## [WORK REQUEST 1]
In the server log article, how long is Google Search Console data said to be delayed?
## [WORK REQUEST 2]
Reproduce verbatim everything in the server log article from "I have to analyze" down to "and internal linking.".
## [WORK REQUEST 3]
Extend the server log article, starting right after its last sentence.
*** Opening of DOCUMENT EXTRACT ***
🔎 Focus: Technical SEO
🔴 Impact: High
🟠 Difficulty: Mid-High

How to get your server logs

Most of us spend 90% of their time in Google Search Console (GSC). Don’t get me wrong, GSC is the only tool we cannot live without, but it's the "filtered" version of reality (and quite slow tbh):

GSC is sampled data
GSC is delayed by 48 hours (or more)
GSC tells you what Google wants you to know.

If you want the Ground Truth, you need Server Logs.

Owning a shared server? Then is as easy as getting the Log Files from the Cpanel:

How to get the Server Log Files from the Cpanel

Most advanced cases we manage (large sites +100k pages) run on dedicated servers on Cloudflare, Vercel or AWS which have platform-specific logging systems that deliver logs data in structured JSON formats.

Whatever might be de case, the raw logs do not tell much…

Sample of a server log file in a shared server

I have to analyze server logs myself and I always check 5 critical points. Today, I will share those critical server checks.

Ready? Let’s goooooooo

Quick Log Analysis Checklist

Check	What to look for	Action
1. Orphan Discovery	URLs with hits in logs but zero hits in your site crawl.	Link to high-value pages; 301 or 410 garbage URLs.
2. AI Bot Access	403 Forbidden or 404 errors for agents like `GPTBot` or `ChatGPT-User`.	Adjust server/WAF settings to allow bots if you want AI visibility.
3. Negative Audit	"Money Pages" in your sitemap with 0 hits in the last 30 days.	Add these pages to main navigation, footers, and internal linking.
4. Rendering Gap	High HTML hits vs. significantly lower JS bundle (e.g., `main.js`) hits.	Monitor weekly to ensure Google is triggering the 2nd wave of rendering.
5. Wasted Budget	High hits on `?search=`, `?filter=`, `?sort=`, or endless pagination.	Remove links from HTML, use noindex/follow, and block patterns in robots.txt.

1. Orphan Pages

I know, “you do not need a server log to audit orphan pages”. Most of us do this:

Get the sitemap URLS
Set our Screaming Frog (or similar tool) to crawl our site
Connect GA4, GSC and the crawling tool
Compare URLs and reports that identify orphan pages

Sample of the Screaming Frog report on orphan pages

Using crawl tools + sitemaps to identify orphan pages has a major flaw:

Sitemaps are can be incomplete.

In some cases, I worked with sites without a sitemap file of any kind…

✅ The Server Log Way: Export your log file URLs and compare them to your site crawl. If a URL has hits in the logs but zero hits in your crawl, it's an orphan.
*** Close of DOCUMENT EXTRACT ***
*** Opening of DATA EXTRACT ***
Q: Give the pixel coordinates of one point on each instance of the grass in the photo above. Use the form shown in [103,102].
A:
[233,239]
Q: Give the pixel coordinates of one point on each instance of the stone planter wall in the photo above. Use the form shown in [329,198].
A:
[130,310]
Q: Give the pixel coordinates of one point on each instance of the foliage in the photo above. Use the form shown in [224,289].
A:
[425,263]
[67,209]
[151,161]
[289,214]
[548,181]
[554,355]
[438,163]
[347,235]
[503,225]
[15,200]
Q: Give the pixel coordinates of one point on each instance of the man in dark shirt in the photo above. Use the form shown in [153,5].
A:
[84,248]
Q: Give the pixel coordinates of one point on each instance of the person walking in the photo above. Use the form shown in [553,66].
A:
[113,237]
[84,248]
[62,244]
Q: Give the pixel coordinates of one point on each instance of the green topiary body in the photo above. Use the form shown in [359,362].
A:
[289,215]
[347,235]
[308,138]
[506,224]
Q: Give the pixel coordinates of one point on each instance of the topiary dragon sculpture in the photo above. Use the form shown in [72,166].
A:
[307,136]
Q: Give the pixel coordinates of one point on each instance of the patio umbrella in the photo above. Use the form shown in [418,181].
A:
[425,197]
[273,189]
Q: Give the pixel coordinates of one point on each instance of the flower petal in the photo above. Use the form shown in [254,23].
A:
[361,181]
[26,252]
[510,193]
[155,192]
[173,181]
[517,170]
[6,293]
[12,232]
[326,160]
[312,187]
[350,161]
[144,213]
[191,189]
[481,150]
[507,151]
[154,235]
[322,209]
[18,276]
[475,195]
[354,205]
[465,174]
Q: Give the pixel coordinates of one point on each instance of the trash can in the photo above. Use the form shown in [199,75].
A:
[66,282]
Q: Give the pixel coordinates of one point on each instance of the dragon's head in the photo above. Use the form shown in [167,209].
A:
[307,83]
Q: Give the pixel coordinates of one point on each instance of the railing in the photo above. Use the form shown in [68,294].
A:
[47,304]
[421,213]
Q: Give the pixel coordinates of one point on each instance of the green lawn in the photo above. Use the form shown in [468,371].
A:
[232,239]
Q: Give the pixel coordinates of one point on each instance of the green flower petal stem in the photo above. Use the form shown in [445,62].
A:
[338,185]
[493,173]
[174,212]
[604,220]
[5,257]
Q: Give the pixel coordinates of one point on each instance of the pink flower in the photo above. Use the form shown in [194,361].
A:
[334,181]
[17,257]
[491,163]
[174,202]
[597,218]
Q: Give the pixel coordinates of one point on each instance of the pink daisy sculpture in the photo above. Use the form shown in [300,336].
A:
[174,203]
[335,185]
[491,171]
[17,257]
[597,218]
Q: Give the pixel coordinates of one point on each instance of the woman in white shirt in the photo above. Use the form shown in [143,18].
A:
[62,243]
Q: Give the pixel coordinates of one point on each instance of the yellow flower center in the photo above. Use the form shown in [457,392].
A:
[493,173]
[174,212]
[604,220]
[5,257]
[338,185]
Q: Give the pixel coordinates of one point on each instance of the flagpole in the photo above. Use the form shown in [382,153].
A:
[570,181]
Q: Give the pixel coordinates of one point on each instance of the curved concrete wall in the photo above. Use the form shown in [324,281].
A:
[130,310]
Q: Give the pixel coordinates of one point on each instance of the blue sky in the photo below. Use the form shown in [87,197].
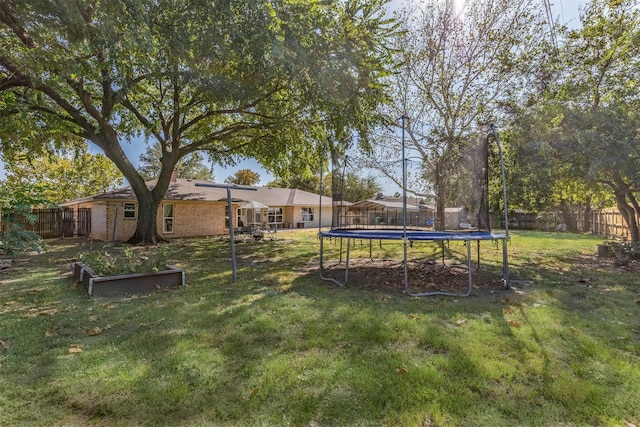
*** Close of DATA EXTRACT ***
## [FINAL ANSWER 1]
By 48 hours (or more).

## [FINAL ANSWER 2]
I have to analyze server logs myself and I always check 5 critical points. Today, I will share those critical server checks.

Ready? Let’s goooooooo

Quick Log Analysis Checklist

Check	What to look for	Action
1. Orphan Discovery	URLs with hits in logs but zero hits in your site crawl.	Link to high-value pages; 301 or 410 garbage URLs.
2. AI Bot Access	403 Forbidden or 404 errors for agents like `GPTBot` or `ChatGPT-User`.	Adjust server/WAF settings to allow bots if you want AI visibility.
3. Negative Audit	"Money Pages" in your sitemap with 0 hits in the last 30 days.	Add these pages to main navigation, footers, and internal linking.

## [FINAL ANSWER 3]
- If it's high-value, link to it
- If it’s garbage, 301 or 410

2. AI Crawler Visibility (Training vs. Agents)

By 2030, 50% of website traffic will be AI agents

That was a prediction I did 9 months ago.

Well it turns out that Open ChatBot (Chat GPT) is now the leading crawler above Google’s according to an study.

In retail, Agentic Commerce will be the first move towards letting AI buying on our behalf. So my prediction might become true before 2030.

My "audience" has expanded quite a bit the last 3 years.

Apart from regular human visitors now I get training bots like GPTBot and user-triggered agents (citations or search functionalities) like OAI-SearchBot or Claude-SearchBot. If these bots aren't in on my logs, my brand doesn't exist to AI.

Below an example of one of my websites with ZERO AI crawler activity but well visited by regular search engines:

Example from the Screaming Frog Server Log Analyzer, that shows no AI bot comes to a particular website (zero AI visibility).

🔎 What to check: Filter your logs by User-Agent. Look for these bots on your server logs:
- GPTBot, ClaudeBot, PerplexityBot, and Applebot-Extended.

Problem 1: you do not get any AI crawler because of lack of relevant content. Your site has literally noting of interest to the millions of users of AI chatbots.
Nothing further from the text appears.